Point annotation records:
— Start —
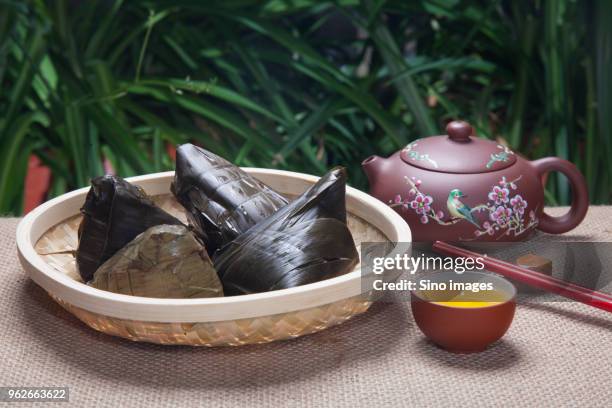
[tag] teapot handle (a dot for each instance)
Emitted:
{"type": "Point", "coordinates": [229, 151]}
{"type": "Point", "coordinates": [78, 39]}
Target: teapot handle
{"type": "Point", "coordinates": [580, 196]}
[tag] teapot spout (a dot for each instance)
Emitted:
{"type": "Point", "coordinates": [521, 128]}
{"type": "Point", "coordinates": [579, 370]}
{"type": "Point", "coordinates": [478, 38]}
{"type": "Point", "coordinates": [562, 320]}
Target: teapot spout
{"type": "Point", "coordinates": [371, 167]}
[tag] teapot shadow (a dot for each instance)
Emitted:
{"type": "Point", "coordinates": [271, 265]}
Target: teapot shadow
{"type": "Point", "coordinates": [183, 367]}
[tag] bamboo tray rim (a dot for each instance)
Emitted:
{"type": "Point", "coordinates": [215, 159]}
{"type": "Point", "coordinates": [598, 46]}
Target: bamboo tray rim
{"type": "Point", "coordinates": [54, 211]}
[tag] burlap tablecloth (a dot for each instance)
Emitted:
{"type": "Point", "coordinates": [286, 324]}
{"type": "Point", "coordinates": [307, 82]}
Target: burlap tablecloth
{"type": "Point", "coordinates": [555, 354]}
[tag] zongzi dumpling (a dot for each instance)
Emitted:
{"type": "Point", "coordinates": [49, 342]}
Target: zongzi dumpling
{"type": "Point", "coordinates": [165, 261]}
{"type": "Point", "coordinates": [306, 241]}
{"type": "Point", "coordinates": [114, 213]}
{"type": "Point", "coordinates": [222, 201]}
— End —
Swap every "burlap" in the lines above for "linen" and write out all the lines with nothing else changed. Leave out the pictures.

[tag] teapot handle (a dot for each instance)
Emitted:
{"type": "Point", "coordinates": [229, 151]}
{"type": "Point", "coordinates": [78, 39]}
Target: teapot handle
{"type": "Point", "coordinates": [580, 196]}
[tag] teapot spout (a dot for each instance)
Emitted:
{"type": "Point", "coordinates": [521, 128]}
{"type": "Point", "coordinates": [579, 370]}
{"type": "Point", "coordinates": [478, 38]}
{"type": "Point", "coordinates": [562, 320]}
Target: teapot spout
{"type": "Point", "coordinates": [371, 167]}
[tag] teapot shadow (a dot for each instance)
Emitted:
{"type": "Point", "coordinates": [271, 265]}
Target: teapot shadow
{"type": "Point", "coordinates": [183, 367]}
[tag] bamboo tray rim (a dot for each instance)
Emitted:
{"type": "Point", "coordinates": [215, 159]}
{"type": "Point", "coordinates": [598, 46]}
Target: bamboo tray rim
{"type": "Point", "coordinates": [54, 211]}
[tag] linen tablecloth (a dot for each instance)
Emitted:
{"type": "Point", "coordinates": [286, 324]}
{"type": "Point", "coordinates": [307, 82]}
Target: linen tablecloth
{"type": "Point", "coordinates": [555, 354]}
[tag] zongzi dumpling (a dot for each instance)
Emitted:
{"type": "Point", "coordinates": [49, 342]}
Target: zongzi dumpling
{"type": "Point", "coordinates": [165, 261]}
{"type": "Point", "coordinates": [306, 241]}
{"type": "Point", "coordinates": [114, 213]}
{"type": "Point", "coordinates": [222, 201]}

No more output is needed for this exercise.